### DATOS PROPORCIONADOS:
■ ■ ■ ■

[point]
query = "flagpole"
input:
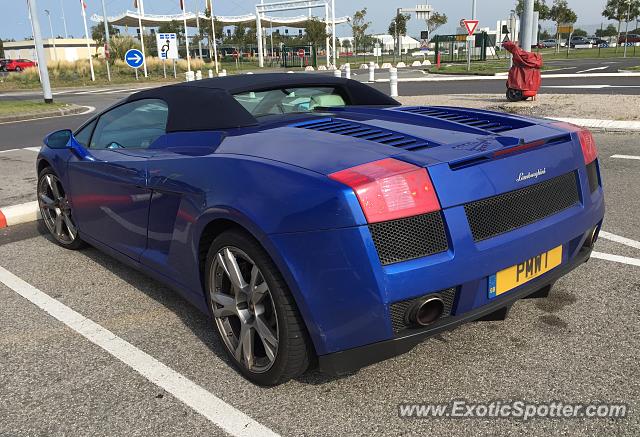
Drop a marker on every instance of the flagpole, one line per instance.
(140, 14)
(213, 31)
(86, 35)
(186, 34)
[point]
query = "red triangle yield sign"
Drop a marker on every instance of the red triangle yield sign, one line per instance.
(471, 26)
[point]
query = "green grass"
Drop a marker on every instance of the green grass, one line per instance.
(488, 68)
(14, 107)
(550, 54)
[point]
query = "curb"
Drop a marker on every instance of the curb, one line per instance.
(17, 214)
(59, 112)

■ ■ ■ ■

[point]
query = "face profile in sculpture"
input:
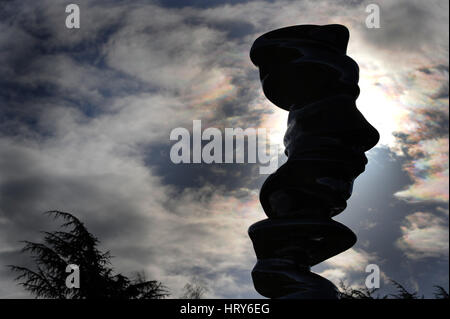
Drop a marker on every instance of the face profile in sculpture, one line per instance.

■ ■ ■ ■

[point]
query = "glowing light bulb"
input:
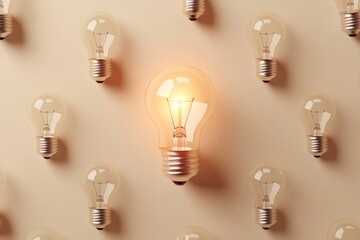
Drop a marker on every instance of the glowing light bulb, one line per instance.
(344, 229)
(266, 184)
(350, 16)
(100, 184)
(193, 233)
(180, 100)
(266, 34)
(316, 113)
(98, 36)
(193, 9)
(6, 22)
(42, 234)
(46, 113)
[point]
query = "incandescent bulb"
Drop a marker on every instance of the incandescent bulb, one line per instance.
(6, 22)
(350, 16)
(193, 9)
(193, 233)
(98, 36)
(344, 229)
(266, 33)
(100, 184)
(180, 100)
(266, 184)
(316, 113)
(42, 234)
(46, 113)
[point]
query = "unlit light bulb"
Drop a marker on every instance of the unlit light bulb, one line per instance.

■ ■ ■ ■

### PROBLEMA A RESOLVER:
Extrae, por favor, cada línea de las entradas anteriores que contenga la cadena "unlit".

### EJERCICIO RESUELTO:
query = "unlit light bulb"
Drop a marker on every instance of the unlit light bulb, one line per instance.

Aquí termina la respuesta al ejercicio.